Extracto de la página →
La selección para los viajes a Europa que haría el Team USA comenzaría justo después de las concentraciones, empezando también el proceso de selección para los mundiales. El equipo nacional júnior realizaba entre tres y cuatro viajes anuales a Europa, y obtener una plaza para esos viajes era un premio de lo más codiciado.

En mi primer viaje pasé un mes en Bretaña, Francia, el corazón del ciclismo francés del momento. Sería mi primera aventura de verdad fuera de los EE. UU. y mi primer contacto con el auténtico ciclismo europeo.

La aventura comenzó durante el vuelo sobre el Atlántico, cuando uno de mis compañeros comenzó a sacar unos pocos tragos de whisky del carrito de bebidas cada vez que este pasaba. Cuando llegamos a París estaba «agresivamente» borracho. Tuvimos que conducirlo a través del control de pasaportes mientras rezábamos para que no le diera por montar alguna movida con alguien en el aeropuerto.

Al final lo arrastramos fuera de allí y tomamos nuestro transporte. El masajista y mecánico que enviaron a recogernos tiraron de cualquier manera nuestras bicicletas en el maletero de la furgoneta y después también a nuestro compañero borracho, en lo alto de todas las bolsas de bicicletas. Fue un largo viaje hasta Bretaña, y cuando llegamos tuvimos que limpiar el vómito que había sobre las bolsas de nuestras bicis.

La granja en la que nos alojamos tenía un aspecto exterior de los más pintoresco, pero por dentro era una pocilga donde se colaba todo el frío. Estábamos acampados a todos los efectos; a cada uno de nosotros nos dieron una esterilla y un saco de dormir para que lo pusiéramos en el suelo. Había goteras y apenas teníamos agua caliente, lo que pronto se convirtió en un problema. Después del entrenamiento del primer día nos dimos cuenta de que, como mucho, habría agua para uno o dos de nosotros.

Explora el material →
a: Responde estas preguntas sobre el relato del viaje ciclista a Bretaña:
(i) ¿Cuántos viajes anuales a Europa realizaba el equipo nacional júnior?
(ii) ¿Cuánto tiempo duró la estancia en Bretaña durante el primer viaje?
(iii) ¿Qué recibió cada ciclista para dormir en la granja?
b: Escribe la continuación del relato del viaje ciclista a Bretaña a partir de su última frase.

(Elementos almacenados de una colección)
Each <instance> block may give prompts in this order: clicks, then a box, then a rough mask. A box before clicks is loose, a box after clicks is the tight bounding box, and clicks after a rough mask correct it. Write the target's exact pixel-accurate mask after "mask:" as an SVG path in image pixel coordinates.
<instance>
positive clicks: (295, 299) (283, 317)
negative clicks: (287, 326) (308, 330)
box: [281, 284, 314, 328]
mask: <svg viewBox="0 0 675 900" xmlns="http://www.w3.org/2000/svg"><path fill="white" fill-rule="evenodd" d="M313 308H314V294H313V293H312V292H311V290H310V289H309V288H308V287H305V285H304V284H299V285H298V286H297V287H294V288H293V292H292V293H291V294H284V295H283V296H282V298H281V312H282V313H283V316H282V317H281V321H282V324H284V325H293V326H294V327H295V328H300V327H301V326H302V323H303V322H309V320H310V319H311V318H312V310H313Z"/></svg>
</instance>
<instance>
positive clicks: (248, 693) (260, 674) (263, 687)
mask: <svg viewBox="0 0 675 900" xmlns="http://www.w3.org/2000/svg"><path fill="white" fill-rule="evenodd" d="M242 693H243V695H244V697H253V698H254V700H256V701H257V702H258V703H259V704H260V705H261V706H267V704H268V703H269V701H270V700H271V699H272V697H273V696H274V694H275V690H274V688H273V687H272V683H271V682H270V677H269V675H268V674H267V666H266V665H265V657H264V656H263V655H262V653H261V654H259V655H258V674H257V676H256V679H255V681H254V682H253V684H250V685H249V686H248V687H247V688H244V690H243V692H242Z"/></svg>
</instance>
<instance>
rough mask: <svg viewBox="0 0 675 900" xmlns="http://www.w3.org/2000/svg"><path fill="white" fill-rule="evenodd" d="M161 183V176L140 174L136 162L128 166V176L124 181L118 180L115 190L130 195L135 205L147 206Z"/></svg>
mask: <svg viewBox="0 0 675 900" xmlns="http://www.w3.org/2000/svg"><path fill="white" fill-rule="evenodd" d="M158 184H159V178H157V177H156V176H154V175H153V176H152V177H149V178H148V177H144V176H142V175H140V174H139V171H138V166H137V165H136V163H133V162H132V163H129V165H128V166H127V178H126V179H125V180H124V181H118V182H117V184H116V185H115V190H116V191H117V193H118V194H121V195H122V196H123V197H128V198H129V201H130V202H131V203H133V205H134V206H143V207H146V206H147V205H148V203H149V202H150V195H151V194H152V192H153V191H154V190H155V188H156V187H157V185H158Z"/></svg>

Tus respuestas →
a:
(i) Entre tres y cuatro.
(ii) Un mes.
(iii) Una esterilla y un saco de dormir.

b:
Siendo criaturas de lo más darwinianas, los kilómetros finales de cada entrenamiento se convertían en una carrera hasta la granja, una carrera en busca del agua caliente. Al principio fue una suerte de broma, pero muy pronto se convirtió en una batalla sanguinaria. Mientras tanto, el entrenador se enfadaba porque pedaleásemos a tope en la parte del entrenamiento que se suponía que era de vuelta a la normalidad. Así que acordamos una rotación para las duchas, asegurando así que todo el mundo dispondría de agua caliente una vez cada tres días.

Pero en cuestión de unos pocos días Jeff Evanshine rompió la rotación. Cerca del final del entrenamiento salió esprintando en dirección a la casa y corrió a las duchas, riendo como un poseso el resto del día. La primera vez tuvo gracia. La segunda un poco menos.

La tercera vez que lo hizo, después de un entrenamiento particularmente largo, lluvioso y frío, el resto esperamos con paciencia a que estuviera completamente desnudo y listo para disfrutar de su ducha caliente. Lo rodeamos y lo sacamos al patio.

Evanshine tenía mi misma complexión: una rata esmirriada que mediría cosa de metro setenta y cinco y pesaría unos cincuenta y cinco kilos. ¡Pero tío, se convirtió en una bestia parda mientras se resistía a que lo arrojáramos al frío de la calle! Se retorció, gritó y luchó como un desnudo tigre sin pelaje por todo el camino hasta salir de la casa. Resultaba difícil de creer que pudiera tener esa fuerza. Por fin logramos sacarlo por la puerta.

Y lo dejamos a la intemperie.

Dio igual lo mucho que chilló, que lloriqueó, lo mucho que suplicó que lo dejáramos volver adentro, le dejamos ahí mismo, bajo una de esas somantas de agua helada por las que es tan conocida la Bretaña. Pero había mostrado una gran resistencia, así que se había ganado nuestro respeto y en reconocimiento no lo dejamos toda la noche allí.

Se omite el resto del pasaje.